● **Exercise prompt**: Put the data below into a Markdown table with the columns "Row" and "Line". Number each line in "Row" and give the line itself in "Line", leaving out any blank lines.

● **Data excerpts**:
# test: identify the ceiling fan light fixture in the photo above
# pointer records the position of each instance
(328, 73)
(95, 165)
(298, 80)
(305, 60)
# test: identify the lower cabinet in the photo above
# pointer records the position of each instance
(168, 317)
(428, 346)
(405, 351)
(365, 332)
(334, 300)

● **Exercise output**:
| Row | Line |
|---|---|
| 1 | # test: identify the ceiling fan light fixture in the photo above |
| 2 | # pointer records the position of each instance |
| 3 | (328, 73) |
| 4 | (95, 165) |
| 5 | (298, 80) |
| 6 | (305, 60) |
| 7 | # test: identify the lower cabinet in the photo above |
| 8 | # pointer records the position of each instance |
| 9 | (168, 317) |
| 10 | (428, 346) |
| 11 | (405, 351) |
| 12 | (365, 332) |
| 13 | (334, 300) |